▶ **SOURCE RECORDS**
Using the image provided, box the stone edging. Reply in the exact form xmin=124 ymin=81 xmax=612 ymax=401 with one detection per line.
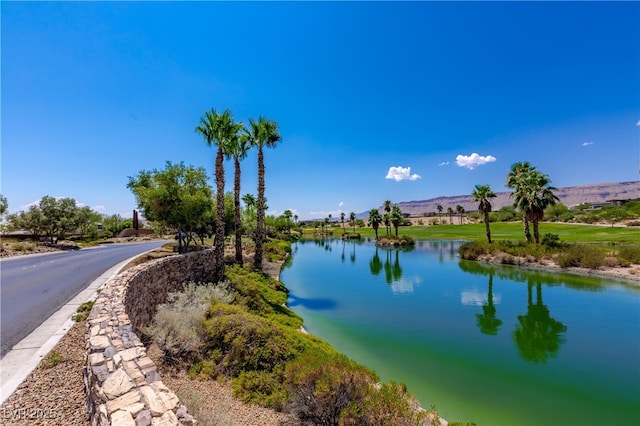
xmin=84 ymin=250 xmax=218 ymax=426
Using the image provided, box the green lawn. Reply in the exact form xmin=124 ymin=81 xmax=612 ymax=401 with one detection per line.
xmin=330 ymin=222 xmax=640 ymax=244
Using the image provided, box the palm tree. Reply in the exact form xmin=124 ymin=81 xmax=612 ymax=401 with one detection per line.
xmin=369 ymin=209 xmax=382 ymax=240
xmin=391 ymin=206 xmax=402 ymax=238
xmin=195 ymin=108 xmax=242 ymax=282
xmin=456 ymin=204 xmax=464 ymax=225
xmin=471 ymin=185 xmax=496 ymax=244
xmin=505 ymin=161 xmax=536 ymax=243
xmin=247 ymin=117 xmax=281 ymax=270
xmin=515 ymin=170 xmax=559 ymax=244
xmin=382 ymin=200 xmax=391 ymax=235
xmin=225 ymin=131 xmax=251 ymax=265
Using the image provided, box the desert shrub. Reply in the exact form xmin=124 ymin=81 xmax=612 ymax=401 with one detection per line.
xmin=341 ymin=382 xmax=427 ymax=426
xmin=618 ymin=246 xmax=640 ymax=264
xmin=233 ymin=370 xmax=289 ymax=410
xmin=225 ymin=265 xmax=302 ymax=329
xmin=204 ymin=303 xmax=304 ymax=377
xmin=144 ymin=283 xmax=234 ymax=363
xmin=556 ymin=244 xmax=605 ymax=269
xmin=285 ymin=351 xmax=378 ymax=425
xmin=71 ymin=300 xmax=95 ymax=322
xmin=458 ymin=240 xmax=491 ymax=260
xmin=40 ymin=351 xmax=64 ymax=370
==
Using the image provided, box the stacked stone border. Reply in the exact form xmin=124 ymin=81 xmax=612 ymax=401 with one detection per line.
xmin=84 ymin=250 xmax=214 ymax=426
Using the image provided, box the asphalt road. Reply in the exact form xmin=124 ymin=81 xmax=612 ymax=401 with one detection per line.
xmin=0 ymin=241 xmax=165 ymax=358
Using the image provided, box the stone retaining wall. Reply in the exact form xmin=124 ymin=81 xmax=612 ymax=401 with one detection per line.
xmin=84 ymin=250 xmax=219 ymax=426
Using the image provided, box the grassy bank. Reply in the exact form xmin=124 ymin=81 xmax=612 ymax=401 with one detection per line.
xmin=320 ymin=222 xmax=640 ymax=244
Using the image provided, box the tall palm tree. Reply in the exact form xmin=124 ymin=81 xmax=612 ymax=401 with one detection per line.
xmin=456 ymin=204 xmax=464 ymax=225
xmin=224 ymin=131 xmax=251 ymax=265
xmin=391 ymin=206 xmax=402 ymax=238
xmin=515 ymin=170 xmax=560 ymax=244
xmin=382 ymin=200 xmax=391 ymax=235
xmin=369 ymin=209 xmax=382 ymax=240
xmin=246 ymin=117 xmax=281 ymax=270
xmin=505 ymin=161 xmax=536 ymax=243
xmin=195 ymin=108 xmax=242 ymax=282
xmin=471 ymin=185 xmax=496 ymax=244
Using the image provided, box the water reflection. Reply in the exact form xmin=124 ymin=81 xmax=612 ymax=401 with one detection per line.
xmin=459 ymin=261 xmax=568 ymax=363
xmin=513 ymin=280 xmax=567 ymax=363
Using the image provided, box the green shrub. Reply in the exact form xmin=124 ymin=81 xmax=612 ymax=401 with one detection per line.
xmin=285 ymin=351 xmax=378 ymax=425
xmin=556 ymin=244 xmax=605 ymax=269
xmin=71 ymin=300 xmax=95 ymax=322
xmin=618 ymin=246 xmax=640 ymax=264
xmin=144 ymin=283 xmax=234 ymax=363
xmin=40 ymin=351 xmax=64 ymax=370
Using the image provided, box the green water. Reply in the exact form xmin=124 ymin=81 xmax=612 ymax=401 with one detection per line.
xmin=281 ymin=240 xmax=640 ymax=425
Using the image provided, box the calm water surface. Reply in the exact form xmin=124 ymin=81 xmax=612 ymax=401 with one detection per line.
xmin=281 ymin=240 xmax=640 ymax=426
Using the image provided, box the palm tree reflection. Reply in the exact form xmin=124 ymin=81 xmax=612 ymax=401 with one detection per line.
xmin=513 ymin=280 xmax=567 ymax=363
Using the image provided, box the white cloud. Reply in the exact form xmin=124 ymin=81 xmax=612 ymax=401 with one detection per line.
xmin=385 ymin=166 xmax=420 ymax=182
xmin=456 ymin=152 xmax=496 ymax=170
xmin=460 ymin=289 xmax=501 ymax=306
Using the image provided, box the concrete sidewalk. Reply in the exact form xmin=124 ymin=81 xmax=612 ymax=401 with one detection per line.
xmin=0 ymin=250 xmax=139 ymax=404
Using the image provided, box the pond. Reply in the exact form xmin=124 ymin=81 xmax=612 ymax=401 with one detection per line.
---
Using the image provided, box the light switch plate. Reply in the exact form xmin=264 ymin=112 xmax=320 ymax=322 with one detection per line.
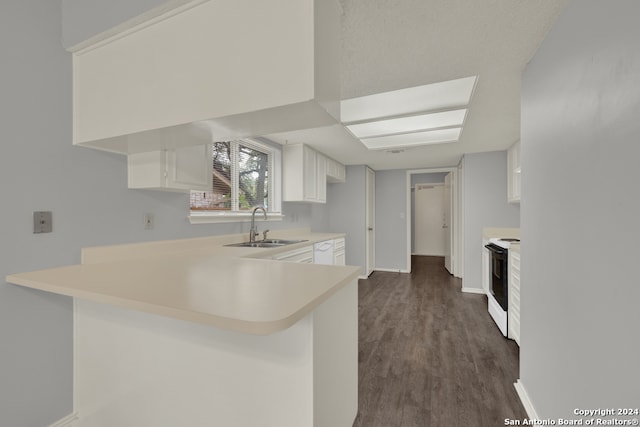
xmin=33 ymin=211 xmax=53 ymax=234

▶ **WHAT THIS TASK INVOLVES**
Lay out the rows in the stretch from the line containing "Using the image provided, box the green lawn." through the line containing "xmin=330 ymin=222 xmax=640 ymax=244" as a two-column CSV with the headers instruction and result. Give one CSV line per instruction and its result, with each value in a single quoted field and any line breaks replaced by spaces.

▶ **TASK RESPONSE**
instruction,result
"Using the image provided, box the green lawn. Reply in the exact form xmin=124 ymin=81 xmax=612 ymax=401 with one detection per line.","xmin=330 ymin=222 xmax=640 ymax=244"